# Records provided
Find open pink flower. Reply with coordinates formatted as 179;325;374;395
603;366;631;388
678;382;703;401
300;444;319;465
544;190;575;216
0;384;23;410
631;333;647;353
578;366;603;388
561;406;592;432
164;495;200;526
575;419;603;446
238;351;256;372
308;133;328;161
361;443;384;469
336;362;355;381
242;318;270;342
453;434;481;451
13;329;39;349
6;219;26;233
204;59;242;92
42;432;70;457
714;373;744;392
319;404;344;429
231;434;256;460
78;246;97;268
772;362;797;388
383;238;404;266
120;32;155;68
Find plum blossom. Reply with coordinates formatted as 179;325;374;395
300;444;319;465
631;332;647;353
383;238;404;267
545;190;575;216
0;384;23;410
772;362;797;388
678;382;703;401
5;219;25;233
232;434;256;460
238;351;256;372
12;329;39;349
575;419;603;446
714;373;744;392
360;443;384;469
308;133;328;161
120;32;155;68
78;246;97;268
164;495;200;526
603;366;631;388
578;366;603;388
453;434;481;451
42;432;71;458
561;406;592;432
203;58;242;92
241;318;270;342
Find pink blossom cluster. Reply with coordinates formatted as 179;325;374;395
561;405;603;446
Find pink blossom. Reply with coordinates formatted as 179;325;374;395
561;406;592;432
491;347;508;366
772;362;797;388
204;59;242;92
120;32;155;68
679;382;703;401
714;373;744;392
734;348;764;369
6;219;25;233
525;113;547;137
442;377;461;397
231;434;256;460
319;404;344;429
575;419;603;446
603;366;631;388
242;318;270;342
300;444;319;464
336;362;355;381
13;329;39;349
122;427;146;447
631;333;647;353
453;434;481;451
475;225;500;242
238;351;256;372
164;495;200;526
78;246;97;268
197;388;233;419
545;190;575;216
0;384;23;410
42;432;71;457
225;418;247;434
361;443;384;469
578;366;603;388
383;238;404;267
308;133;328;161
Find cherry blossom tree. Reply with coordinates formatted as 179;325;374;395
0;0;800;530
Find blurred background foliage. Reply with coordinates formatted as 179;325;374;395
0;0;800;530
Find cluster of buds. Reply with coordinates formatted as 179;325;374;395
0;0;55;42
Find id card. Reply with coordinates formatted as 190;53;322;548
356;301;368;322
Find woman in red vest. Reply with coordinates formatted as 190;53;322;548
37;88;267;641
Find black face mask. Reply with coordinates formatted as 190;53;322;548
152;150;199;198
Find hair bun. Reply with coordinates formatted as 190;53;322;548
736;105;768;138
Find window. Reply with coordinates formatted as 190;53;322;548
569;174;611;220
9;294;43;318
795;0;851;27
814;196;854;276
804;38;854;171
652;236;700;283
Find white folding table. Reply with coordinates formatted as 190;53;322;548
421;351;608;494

# Given task
Reproduce every item above word for word and in the same order, without any alteration.

# Task result
Find open pink flower. Reply with coordinates formatted as 179;325;374;395
603;366;631;388
678;382;703;401
300;444;319;465
544;190;575;216
0;384;23;410
631;333;647;353
578;366;603;388
561;406;592;432
164;495;200;526
575;419;603;446
238;351;256;372
308;133;328;161
361;443;384;469
336;362;355;381
242;318;270;342
453;434;481;451
13;329;39;349
6;219;26;233
204;59;242;92
42;432;70;457
714;373;744;392
319;404;344;429
231;434;256;460
78;246;97;268
772;362;797;388
383;238;404;266
120;32;155;68
Find plum blossom. Reply with coordinates formatted as 179;325;374;395
300;444;319;465
631;332;647;353
383;238;404;267
545;190;575;216
0;384;23;410
772;362;797;388
678;382;703;401
5;219;25;233
232;434;256;460
238;351;256;372
12;329;39;349
575;419;603;446
714;373;744;392
360;443;384;469
308;133;328;161
120;32;155;68
78;246;97;268
164;495;200;526
603;366;631;388
578;366;603;388
453;434;481;451
42;432;71;458
561;406;592;432
203;58;242;92
241;318;270;342
Find pink blossom cluster. Reply with coordinates formatted as 179;325;374;395
561;405;603;446
Find pink blossom. Reply with coordinates formatted as 179;325;374;395
561;406;592;432
491;347;508;366
772;362;797;388
204;59;242;92
120;32;155;68
679;382;703;401
714;373;744;392
734;348;764;369
6;219;25;233
525;113;547;137
442;377;461;397
231;434;256;460
319;404;344;429
575;419;603;446
603;366;631;388
242;318;270;342
300;444;319;464
336;362;355;381
13;329;39;349
122;427;146;447
631;333;647;353
453;434;481;451
475;225;500;242
238;351;256;372
164;495;200;526
78;246;97;268
197;388;233;419
545;190;575;216
0;384;23;410
42;432;71;457
225;418;247;434
361;443;384;469
578;366;603;388
383;238;404;267
308;133;328;161
Find cherry blossom tree. Reply with coordinates formatted as 179;325;374;395
0;0;800;530
Find blurred background foliage. Reply with coordinates formatted as 179;325;374;395
0;0;800;530
Find cluster of buds. Reply with coordinates formatted as 179;325;374;395
0;0;55;42
Find id card. Reply with coordinates formatted as 190;53;322;548
356;301;368;322
Find woman in red vest. Reply with coordinates formatted as 190;53;322;548
37;88;267;641
Find black face mask. Reply with coordinates formatted as 190;53;322;548
152;150;199;198
Find hair bun. Reply with coordinates formatted as 190;53;322;548
736;105;768;138
Find window. Reply with coordinates formatted as 190;53;322;548
569;174;611;220
9;294;43;318
795;0;851;27
814;196;854;276
804;38;854;171
652;236;700;283
Find white folding table. Reply with coordinates formatted as 190;53;322;548
421;351;608;494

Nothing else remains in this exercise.